Look for the word "print" in the entries and copy each line where it appears.

Stored data entries>
——
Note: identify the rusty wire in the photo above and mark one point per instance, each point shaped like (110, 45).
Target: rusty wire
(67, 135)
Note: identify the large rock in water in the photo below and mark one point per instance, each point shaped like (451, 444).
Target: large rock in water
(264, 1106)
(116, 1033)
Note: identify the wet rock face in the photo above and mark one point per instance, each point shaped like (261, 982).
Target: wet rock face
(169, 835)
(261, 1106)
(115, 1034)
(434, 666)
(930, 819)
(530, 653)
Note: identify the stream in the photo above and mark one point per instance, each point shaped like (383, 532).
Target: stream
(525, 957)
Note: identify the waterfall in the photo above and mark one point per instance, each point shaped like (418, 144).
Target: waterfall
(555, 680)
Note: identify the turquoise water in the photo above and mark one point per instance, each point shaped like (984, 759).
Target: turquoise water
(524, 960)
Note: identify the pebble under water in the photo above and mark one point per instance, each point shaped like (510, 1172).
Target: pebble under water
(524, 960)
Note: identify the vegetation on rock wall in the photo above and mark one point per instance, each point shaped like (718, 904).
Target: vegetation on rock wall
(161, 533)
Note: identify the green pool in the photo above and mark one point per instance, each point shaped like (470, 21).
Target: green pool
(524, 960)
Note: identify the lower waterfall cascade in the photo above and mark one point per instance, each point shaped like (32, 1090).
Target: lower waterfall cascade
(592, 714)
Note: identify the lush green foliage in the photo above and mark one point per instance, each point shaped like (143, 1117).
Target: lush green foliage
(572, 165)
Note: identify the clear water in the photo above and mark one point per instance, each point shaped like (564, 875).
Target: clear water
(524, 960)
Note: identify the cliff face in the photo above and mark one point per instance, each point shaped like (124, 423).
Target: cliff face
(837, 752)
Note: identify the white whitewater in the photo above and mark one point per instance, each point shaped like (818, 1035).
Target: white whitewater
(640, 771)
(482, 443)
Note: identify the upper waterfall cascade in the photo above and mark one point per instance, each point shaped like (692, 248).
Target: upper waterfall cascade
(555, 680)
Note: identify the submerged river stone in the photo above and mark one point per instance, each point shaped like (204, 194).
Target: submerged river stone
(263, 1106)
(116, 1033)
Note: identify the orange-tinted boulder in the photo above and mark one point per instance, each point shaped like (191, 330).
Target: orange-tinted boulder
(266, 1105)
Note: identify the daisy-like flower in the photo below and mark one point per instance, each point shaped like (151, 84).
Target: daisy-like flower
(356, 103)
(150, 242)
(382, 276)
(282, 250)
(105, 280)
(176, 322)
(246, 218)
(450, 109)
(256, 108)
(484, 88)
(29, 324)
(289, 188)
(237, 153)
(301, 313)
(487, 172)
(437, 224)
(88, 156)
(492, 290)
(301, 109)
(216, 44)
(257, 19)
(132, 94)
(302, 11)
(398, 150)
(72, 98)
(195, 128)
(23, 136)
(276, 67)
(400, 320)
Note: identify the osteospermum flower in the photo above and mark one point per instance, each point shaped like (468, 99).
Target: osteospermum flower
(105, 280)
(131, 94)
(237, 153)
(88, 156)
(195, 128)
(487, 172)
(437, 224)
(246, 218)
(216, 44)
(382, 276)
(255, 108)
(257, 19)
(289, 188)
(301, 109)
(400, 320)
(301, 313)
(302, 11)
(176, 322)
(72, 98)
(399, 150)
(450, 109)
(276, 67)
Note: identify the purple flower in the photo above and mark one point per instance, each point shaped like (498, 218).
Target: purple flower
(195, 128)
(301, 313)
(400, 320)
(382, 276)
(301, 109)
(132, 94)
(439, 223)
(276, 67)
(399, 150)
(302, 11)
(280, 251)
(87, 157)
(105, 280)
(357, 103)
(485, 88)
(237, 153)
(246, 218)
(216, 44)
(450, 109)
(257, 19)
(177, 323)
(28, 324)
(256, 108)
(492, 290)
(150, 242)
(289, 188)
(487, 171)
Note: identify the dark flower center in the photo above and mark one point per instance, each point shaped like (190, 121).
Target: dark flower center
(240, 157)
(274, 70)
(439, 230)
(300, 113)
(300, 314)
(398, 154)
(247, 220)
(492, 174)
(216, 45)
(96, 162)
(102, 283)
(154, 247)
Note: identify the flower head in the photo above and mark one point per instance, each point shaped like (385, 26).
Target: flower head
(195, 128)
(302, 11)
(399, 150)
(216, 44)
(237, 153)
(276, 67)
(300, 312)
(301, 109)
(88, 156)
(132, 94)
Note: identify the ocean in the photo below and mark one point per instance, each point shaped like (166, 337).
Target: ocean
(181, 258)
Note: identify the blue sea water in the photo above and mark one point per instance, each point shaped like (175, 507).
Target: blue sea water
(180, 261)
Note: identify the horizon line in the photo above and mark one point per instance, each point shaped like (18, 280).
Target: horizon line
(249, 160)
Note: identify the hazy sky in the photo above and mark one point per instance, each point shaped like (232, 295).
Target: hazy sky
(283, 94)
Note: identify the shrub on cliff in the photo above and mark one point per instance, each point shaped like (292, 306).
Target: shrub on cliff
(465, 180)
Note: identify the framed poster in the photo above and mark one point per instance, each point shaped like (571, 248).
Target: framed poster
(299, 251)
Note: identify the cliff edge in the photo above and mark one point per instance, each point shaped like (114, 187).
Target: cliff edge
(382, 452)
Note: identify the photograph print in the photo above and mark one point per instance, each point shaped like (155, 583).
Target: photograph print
——
Completed task>
Note: identify the photograph print in the photo above and mark one point per instance, each point shaped like (155, 583).
Target: photograph print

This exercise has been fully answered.